**Work request:**
Transcribe every entry verbatim; omit pictures.

**Source material:**
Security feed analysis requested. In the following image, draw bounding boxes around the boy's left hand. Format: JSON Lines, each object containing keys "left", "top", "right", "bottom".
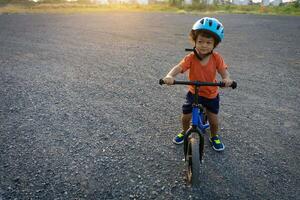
{"left": 221, "top": 78, "right": 233, "bottom": 87}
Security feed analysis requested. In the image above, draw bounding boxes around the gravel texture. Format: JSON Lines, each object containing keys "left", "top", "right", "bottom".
{"left": 0, "top": 12, "right": 299, "bottom": 199}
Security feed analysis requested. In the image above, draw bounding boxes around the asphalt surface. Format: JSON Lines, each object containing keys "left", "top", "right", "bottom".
{"left": 0, "top": 12, "right": 299, "bottom": 199}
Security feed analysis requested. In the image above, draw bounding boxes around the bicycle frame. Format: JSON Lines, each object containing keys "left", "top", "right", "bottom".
{"left": 183, "top": 85, "right": 209, "bottom": 162}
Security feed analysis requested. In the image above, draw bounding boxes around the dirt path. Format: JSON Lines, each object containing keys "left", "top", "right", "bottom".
{"left": 0, "top": 12, "right": 299, "bottom": 199}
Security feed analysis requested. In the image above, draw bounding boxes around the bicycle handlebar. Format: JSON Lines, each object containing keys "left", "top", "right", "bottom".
{"left": 159, "top": 79, "right": 237, "bottom": 89}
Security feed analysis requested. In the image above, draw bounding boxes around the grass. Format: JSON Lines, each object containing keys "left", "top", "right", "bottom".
{"left": 0, "top": 2, "right": 299, "bottom": 15}
{"left": 0, "top": 3, "right": 181, "bottom": 13}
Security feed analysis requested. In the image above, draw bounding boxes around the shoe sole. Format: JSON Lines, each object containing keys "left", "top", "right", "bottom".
{"left": 212, "top": 145, "right": 225, "bottom": 151}
{"left": 172, "top": 139, "right": 184, "bottom": 145}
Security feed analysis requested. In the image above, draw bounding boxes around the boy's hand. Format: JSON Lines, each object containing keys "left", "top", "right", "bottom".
{"left": 222, "top": 78, "right": 233, "bottom": 87}
{"left": 163, "top": 76, "right": 174, "bottom": 85}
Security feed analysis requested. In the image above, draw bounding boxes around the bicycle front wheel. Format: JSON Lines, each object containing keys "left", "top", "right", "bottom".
{"left": 186, "top": 133, "right": 201, "bottom": 186}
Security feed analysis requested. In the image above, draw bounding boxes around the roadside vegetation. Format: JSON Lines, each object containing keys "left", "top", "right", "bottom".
{"left": 0, "top": 0, "right": 299, "bottom": 15}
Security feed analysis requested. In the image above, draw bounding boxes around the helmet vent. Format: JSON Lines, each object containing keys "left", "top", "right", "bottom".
{"left": 217, "top": 24, "right": 221, "bottom": 30}
{"left": 200, "top": 19, "right": 205, "bottom": 24}
{"left": 208, "top": 20, "right": 213, "bottom": 26}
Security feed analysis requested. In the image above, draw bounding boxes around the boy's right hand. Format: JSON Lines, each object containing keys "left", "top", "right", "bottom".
{"left": 163, "top": 76, "right": 175, "bottom": 85}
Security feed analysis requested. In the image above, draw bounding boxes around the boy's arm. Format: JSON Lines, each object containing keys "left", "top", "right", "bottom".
{"left": 163, "top": 64, "right": 182, "bottom": 85}
{"left": 218, "top": 68, "right": 233, "bottom": 87}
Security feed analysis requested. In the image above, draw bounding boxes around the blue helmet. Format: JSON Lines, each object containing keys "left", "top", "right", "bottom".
{"left": 192, "top": 17, "right": 224, "bottom": 43}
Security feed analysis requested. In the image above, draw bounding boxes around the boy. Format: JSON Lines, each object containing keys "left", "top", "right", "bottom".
{"left": 162, "top": 17, "right": 233, "bottom": 151}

**Reply:**
Security feed analysis requested. In the following image, draw bounding boxes around the boy's left hand. Format: JSON Lines, each object containing keys "left", "top", "right", "bottom".
{"left": 221, "top": 78, "right": 233, "bottom": 87}
Security feed analysis requested. In the image above, draw bounding boxes around the gravel texture. Format: JSON Lines, each object containing keys "left", "top", "right", "bottom".
{"left": 0, "top": 12, "right": 299, "bottom": 199}
Security feed analysis requested. In the image above, draw bounding boxes around the asphalt surface. Format: JSON Lines, each object containing keys "left", "top", "right", "bottom".
{"left": 0, "top": 12, "right": 299, "bottom": 199}
Security feed analysis requested. In the image above, draw bounding boxes around the bicycle frame. Format: JSON Lines, each object containing keys "left", "top", "right", "bottom".
{"left": 183, "top": 85, "right": 209, "bottom": 162}
Security feed analysis requested. In the image above, draw bounding boxes around the dirt path. Format: JSON Lines, each object containing keys "left", "top", "right", "bottom".
{"left": 0, "top": 12, "right": 299, "bottom": 199}
Security feed analysis requested. In the image above, draw bounding boxes around the bicycle handlebar. Format: JSON Lines, each object containing keys "left", "top", "right", "bottom".
{"left": 159, "top": 79, "right": 237, "bottom": 89}
Security feed analysis requested. In the image above, draw bounding boxes around the grass. Format: JSON Lines, each object containing keys "left", "top", "right", "bottom".
{"left": 0, "top": 2, "right": 299, "bottom": 15}
{"left": 0, "top": 3, "right": 181, "bottom": 13}
Security feed analysis requested. In the image above, draw bounding boxes around the shoe sole. Format: JSON Lines, each object containing keys "left", "top", "right", "bottom".
{"left": 212, "top": 145, "right": 225, "bottom": 151}
{"left": 172, "top": 139, "right": 184, "bottom": 145}
Security feed analysis requested. In the image above, draw bounding boxes around the boy's hand. Format: JSON Lines, each object containing keys "left", "top", "right", "bottom".
{"left": 222, "top": 78, "right": 233, "bottom": 87}
{"left": 163, "top": 76, "right": 174, "bottom": 85}
Security feed analysis requested. In the image above, draw bounding boxes around the bicycle front wheel. Format: JSON Lines, each object containing keys "left", "top", "right", "bottom".
{"left": 186, "top": 133, "right": 201, "bottom": 186}
Security feed analysis requested. In the image above, draw bounding boxes around the roadside vegetation. Format: JSON Lines, each object containing keys "left", "top", "right", "bottom".
{"left": 0, "top": 0, "right": 299, "bottom": 15}
Security feed analysis requested. In the image above, draw bounding boxes around the helmet vent. Format: JSON Lines, each object containing keys "left", "top", "right", "bottom".
{"left": 217, "top": 24, "right": 221, "bottom": 30}
{"left": 200, "top": 19, "right": 205, "bottom": 24}
{"left": 208, "top": 20, "right": 213, "bottom": 26}
Security feed analysis requested. In the image above, draw bounding boxes around the boy's right hand. Format: JSON Lines, each object containing keys "left", "top", "right", "bottom".
{"left": 163, "top": 76, "right": 175, "bottom": 85}
Security feed analysis requested. In the image above, draw bounding boxes around the boy's arm. Format: JSON Lines, each object containing keys "left", "top", "right", "bottom".
{"left": 163, "top": 64, "right": 182, "bottom": 85}
{"left": 218, "top": 68, "right": 233, "bottom": 87}
Security feed analysis requested. In the image above, draw bounding boxes around the blue helmet. Format: JSON Lines, each object containing keys "left", "top", "right", "bottom".
{"left": 192, "top": 17, "right": 224, "bottom": 43}
Security feed analysis requested. In the image above, draw bounding boxes around the boy. Format: JSON Lines, each object containing keys "left", "top", "right", "bottom".
{"left": 162, "top": 17, "right": 233, "bottom": 151}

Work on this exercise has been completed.